Record set:
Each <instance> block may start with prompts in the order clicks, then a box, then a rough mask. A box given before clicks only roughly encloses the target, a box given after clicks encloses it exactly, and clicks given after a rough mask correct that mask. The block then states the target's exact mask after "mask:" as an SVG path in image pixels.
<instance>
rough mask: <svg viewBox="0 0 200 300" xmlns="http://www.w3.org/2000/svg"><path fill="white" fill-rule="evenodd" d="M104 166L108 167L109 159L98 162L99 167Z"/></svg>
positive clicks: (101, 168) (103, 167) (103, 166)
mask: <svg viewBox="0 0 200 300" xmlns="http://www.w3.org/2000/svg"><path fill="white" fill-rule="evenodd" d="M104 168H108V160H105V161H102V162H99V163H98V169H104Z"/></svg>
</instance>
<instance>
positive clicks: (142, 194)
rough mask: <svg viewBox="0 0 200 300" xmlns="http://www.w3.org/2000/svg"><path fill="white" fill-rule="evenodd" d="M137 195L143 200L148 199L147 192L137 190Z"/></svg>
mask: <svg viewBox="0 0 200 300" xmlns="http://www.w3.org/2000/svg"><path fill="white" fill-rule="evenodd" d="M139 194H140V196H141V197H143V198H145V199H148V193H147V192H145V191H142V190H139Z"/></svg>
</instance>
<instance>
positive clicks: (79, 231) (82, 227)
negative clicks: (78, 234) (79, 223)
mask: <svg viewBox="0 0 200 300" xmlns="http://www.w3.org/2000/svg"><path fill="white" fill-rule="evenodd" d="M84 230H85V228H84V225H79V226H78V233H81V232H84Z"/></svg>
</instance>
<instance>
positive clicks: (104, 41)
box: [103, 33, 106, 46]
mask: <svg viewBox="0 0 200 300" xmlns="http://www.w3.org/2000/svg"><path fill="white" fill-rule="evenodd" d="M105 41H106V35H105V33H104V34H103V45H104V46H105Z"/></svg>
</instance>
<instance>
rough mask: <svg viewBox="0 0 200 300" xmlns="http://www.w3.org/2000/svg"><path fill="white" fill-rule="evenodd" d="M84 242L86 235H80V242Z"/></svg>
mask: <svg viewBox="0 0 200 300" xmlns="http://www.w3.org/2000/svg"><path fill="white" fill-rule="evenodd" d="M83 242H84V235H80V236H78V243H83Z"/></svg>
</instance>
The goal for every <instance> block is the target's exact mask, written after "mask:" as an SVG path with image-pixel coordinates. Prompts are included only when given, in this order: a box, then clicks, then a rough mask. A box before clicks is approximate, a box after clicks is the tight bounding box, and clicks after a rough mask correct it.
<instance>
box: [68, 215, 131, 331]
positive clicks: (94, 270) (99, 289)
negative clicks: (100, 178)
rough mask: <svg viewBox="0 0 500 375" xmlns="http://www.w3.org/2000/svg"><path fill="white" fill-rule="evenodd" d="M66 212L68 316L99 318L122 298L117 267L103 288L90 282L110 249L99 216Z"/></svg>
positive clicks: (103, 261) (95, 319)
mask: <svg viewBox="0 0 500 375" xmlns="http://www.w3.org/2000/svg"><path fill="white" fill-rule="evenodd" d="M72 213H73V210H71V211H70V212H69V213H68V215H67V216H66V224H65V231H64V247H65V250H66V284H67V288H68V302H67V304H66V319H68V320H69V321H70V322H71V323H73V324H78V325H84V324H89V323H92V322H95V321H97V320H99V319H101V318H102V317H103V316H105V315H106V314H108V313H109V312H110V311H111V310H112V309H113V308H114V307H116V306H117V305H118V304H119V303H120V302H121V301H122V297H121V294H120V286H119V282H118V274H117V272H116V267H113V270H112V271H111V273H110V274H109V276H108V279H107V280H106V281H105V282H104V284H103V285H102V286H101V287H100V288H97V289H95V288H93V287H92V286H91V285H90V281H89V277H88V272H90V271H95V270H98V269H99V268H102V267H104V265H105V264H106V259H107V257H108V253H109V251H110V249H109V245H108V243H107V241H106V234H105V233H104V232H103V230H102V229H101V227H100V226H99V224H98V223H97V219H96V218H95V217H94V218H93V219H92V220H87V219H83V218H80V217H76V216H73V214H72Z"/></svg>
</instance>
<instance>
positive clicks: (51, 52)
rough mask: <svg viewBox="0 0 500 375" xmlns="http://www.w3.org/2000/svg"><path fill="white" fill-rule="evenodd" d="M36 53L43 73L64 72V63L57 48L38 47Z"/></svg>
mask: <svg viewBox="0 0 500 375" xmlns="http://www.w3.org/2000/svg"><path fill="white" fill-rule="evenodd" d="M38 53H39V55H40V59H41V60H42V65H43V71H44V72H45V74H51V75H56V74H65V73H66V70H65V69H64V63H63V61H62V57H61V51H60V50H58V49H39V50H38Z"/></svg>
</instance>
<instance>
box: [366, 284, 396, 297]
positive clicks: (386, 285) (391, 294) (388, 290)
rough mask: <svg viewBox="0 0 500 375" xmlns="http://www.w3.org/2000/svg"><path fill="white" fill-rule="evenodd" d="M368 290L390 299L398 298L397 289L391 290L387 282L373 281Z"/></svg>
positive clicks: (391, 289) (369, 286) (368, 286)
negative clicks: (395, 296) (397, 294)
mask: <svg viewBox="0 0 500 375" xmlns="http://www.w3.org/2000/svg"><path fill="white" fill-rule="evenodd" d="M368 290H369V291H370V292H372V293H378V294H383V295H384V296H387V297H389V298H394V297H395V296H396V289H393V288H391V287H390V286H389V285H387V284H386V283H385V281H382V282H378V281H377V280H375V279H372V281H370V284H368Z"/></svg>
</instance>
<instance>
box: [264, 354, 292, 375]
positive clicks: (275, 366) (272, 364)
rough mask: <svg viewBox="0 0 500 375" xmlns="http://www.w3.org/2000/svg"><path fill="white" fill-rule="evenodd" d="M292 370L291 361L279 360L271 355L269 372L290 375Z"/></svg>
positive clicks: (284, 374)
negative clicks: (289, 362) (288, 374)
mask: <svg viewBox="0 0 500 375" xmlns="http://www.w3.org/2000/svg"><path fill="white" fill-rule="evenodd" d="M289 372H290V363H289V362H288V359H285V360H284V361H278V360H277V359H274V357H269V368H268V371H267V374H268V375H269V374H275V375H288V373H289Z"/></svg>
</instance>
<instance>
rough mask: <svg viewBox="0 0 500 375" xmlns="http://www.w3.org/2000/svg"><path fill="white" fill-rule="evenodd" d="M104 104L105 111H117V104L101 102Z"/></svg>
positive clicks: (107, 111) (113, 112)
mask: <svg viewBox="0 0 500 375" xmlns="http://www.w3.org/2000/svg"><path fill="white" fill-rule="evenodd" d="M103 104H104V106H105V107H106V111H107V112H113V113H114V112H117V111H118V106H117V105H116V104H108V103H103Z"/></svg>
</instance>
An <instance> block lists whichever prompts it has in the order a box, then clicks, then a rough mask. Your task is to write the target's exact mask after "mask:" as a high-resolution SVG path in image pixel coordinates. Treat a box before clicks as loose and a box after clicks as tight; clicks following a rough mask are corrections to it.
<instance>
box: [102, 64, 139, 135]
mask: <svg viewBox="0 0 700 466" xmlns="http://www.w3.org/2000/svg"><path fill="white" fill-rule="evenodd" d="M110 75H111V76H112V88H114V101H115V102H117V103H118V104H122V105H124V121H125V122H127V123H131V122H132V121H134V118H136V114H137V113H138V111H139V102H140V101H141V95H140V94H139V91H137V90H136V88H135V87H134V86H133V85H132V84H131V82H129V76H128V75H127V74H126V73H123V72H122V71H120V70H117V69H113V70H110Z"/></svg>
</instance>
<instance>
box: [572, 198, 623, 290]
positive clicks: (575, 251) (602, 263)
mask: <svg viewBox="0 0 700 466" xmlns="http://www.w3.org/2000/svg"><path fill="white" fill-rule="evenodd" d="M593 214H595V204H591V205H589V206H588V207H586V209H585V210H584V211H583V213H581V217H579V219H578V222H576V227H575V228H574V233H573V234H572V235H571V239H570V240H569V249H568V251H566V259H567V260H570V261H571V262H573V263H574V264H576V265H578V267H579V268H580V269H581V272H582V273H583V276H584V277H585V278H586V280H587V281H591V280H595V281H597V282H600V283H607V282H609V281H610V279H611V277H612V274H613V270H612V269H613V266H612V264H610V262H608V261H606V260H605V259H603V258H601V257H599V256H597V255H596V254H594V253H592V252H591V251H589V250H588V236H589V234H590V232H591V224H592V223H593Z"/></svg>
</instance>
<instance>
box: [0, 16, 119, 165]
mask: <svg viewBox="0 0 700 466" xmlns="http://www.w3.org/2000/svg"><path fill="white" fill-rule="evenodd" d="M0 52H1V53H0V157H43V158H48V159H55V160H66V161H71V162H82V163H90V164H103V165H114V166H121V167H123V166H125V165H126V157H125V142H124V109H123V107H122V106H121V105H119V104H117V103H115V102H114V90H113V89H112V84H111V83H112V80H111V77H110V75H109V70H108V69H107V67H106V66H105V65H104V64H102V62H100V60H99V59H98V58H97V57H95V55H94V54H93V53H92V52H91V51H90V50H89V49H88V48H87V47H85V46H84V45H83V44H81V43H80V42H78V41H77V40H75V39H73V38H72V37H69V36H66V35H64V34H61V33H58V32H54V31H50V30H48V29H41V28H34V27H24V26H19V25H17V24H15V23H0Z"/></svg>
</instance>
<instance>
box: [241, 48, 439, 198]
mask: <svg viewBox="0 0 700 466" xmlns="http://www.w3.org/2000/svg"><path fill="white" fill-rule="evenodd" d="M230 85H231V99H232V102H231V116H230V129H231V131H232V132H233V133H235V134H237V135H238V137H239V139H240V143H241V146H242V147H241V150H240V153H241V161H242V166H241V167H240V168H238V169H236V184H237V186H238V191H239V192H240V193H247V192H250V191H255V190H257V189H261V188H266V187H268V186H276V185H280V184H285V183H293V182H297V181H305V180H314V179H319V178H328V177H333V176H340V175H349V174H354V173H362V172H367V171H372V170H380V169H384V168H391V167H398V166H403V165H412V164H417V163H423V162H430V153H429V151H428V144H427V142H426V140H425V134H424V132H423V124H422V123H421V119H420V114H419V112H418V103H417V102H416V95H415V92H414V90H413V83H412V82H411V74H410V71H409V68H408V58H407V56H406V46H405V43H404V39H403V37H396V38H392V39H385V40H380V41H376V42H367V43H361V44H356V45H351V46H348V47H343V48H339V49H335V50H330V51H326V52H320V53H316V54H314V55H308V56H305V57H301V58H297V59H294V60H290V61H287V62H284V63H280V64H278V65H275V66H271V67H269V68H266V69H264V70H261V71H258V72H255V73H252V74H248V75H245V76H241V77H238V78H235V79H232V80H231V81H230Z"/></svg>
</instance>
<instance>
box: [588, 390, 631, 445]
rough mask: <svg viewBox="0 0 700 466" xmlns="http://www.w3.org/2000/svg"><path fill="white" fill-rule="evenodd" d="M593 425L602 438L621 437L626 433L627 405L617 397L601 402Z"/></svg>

Assigned task: For the listing above, print only the lines starting at the line containing "positive clicks: (275, 366) (272, 364)" and ending at the line containing "positive clicks: (284, 374)", exactly, both included.

Output below:
positive clicks: (275, 366) (272, 364)
rough mask: <svg viewBox="0 0 500 375" xmlns="http://www.w3.org/2000/svg"><path fill="white" fill-rule="evenodd" d="M292 370L291 361L279 360L271 355L269 372L290 375Z"/></svg>
positive clicks: (284, 374)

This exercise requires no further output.